### WHAT THE EXERCISE ASKS
Count the lines in the items below that contain the string "wooden", with uppercase and lowercase letters treated as distinct. Reply with the number alone.
▬▬▬
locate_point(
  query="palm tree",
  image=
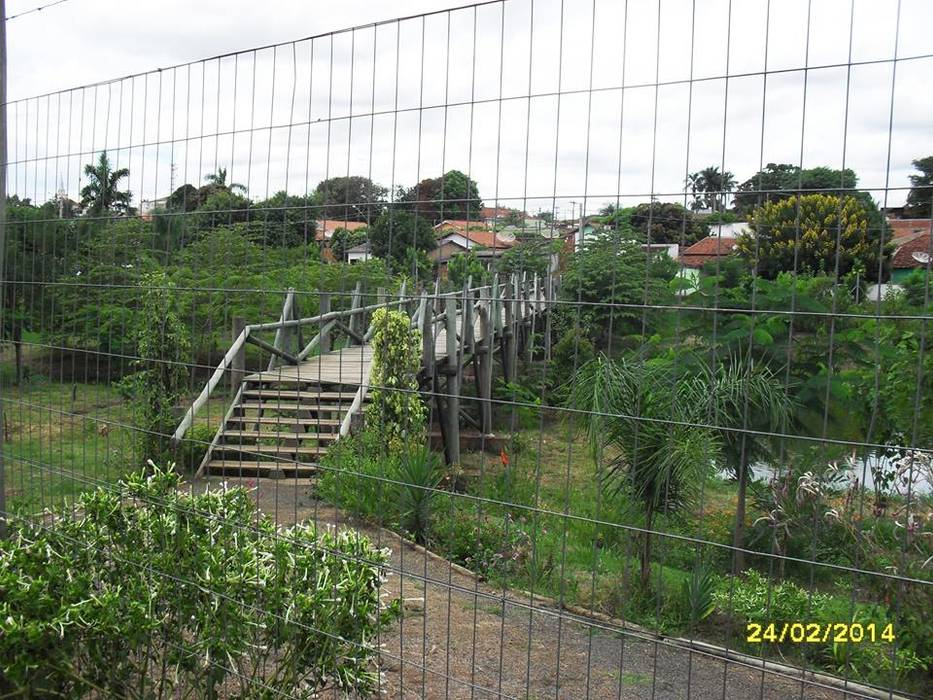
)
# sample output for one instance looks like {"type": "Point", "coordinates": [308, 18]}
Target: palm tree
{"type": "Point", "coordinates": [655, 455]}
{"type": "Point", "coordinates": [101, 195]}
{"type": "Point", "coordinates": [664, 432]}
{"type": "Point", "coordinates": [745, 401]}
{"type": "Point", "coordinates": [710, 188]}
{"type": "Point", "coordinates": [219, 180]}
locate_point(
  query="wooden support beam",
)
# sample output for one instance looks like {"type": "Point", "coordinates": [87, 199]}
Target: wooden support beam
{"type": "Point", "coordinates": [282, 334]}
{"type": "Point", "coordinates": [349, 330]}
{"type": "Point", "coordinates": [356, 315]}
{"type": "Point", "coordinates": [225, 364]}
{"type": "Point", "coordinates": [269, 347]}
{"type": "Point", "coordinates": [454, 370]}
{"type": "Point", "coordinates": [324, 309]}
{"type": "Point", "coordinates": [483, 354]}
{"type": "Point", "coordinates": [238, 361]}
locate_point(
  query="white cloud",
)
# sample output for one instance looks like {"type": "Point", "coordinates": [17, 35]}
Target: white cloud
{"type": "Point", "coordinates": [446, 73]}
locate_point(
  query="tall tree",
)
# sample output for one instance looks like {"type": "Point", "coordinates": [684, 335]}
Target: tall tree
{"type": "Point", "coordinates": [397, 233]}
{"type": "Point", "coordinates": [454, 195]}
{"type": "Point", "coordinates": [921, 189]}
{"type": "Point", "coordinates": [806, 234]}
{"type": "Point", "coordinates": [353, 198]}
{"type": "Point", "coordinates": [218, 180]}
{"type": "Point", "coordinates": [781, 180]}
{"type": "Point", "coordinates": [102, 194]}
{"type": "Point", "coordinates": [667, 222]}
{"type": "Point", "coordinates": [710, 188]}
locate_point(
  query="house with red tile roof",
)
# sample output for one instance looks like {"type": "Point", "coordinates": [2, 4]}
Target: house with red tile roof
{"type": "Point", "coordinates": [706, 250]}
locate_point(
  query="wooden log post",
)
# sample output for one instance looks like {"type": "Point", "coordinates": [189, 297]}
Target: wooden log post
{"type": "Point", "coordinates": [452, 370]}
{"type": "Point", "coordinates": [238, 362]}
{"type": "Point", "coordinates": [483, 353]}
{"type": "Point", "coordinates": [324, 308]}
{"type": "Point", "coordinates": [355, 324]}
{"type": "Point", "coordinates": [507, 335]}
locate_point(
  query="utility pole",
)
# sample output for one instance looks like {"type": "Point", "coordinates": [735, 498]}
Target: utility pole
{"type": "Point", "coordinates": [3, 168]}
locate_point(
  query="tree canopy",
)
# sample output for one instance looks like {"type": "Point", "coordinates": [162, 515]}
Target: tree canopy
{"type": "Point", "coordinates": [102, 194]}
{"type": "Point", "coordinates": [782, 180]}
{"type": "Point", "coordinates": [921, 189]}
{"type": "Point", "coordinates": [350, 198]}
{"type": "Point", "coordinates": [453, 195]}
{"type": "Point", "coordinates": [802, 234]}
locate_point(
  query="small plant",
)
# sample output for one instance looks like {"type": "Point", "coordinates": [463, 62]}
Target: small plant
{"type": "Point", "coordinates": [420, 473]}
{"type": "Point", "coordinates": [698, 592]}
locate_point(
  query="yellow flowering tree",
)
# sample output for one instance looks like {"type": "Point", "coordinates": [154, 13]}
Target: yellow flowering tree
{"type": "Point", "coordinates": [812, 227]}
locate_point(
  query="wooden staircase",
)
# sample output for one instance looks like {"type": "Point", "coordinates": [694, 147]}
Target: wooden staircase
{"type": "Point", "coordinates": [279, 427]}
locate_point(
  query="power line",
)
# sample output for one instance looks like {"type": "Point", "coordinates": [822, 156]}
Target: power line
{"type": "Point", "coordinates": [35, 9]}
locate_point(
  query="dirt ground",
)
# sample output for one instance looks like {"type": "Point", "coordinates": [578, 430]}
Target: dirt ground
{"type": "Point", "coordinates": [470, 640]}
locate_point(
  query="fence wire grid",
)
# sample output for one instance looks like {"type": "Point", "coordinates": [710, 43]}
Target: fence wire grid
{"type": "Point", "coordinates": [524, 349]}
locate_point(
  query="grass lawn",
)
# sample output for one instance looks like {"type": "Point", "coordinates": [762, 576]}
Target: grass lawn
{"type": "Point", "coordinates": [62, 439]}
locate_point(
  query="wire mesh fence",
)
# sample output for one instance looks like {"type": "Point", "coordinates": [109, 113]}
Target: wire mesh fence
{"type": "Point", "coordinates": [524, 349]}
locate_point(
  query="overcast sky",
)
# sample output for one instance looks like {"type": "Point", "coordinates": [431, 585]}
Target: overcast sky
{"type": "Point", "coordinates": [408, 100]}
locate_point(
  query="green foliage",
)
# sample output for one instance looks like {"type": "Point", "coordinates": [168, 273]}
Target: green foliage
{"type": "Point", "coordinates": [920, 197]}
{"type": "Point", "coordinates": [465, 266]}
{"type": "Point", "coordinates": [803, 234]}
{"type": "Point", "coordinates": [710, 188]}
{"type": "Point", "coordinates": [420, 473]}
{"type": "Point", "coordinates": [396, 410]}
{"type": "Point", "coordinates": [396, 232]}
{"type": "Point", "coordinates": [532, 255]}
{"type": "Point", "coordinates": [163, 346]}
{"type": "Point", "coordinates": [286, 220]}
{"type": "Point", "coordinates": [353, 198]}
{"type": "Point", "coordinates": [611, 276]}
{"type": "Point", "coordinates": [667, 222]}
{"type": "Point", "coordinates": [343, 239]}
{"type": "Point", "coordinates": [454, 195]}
{"type": "Point", "coordinates": [147, 591]}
▬▬▬
### EXPECTED ANSWER
6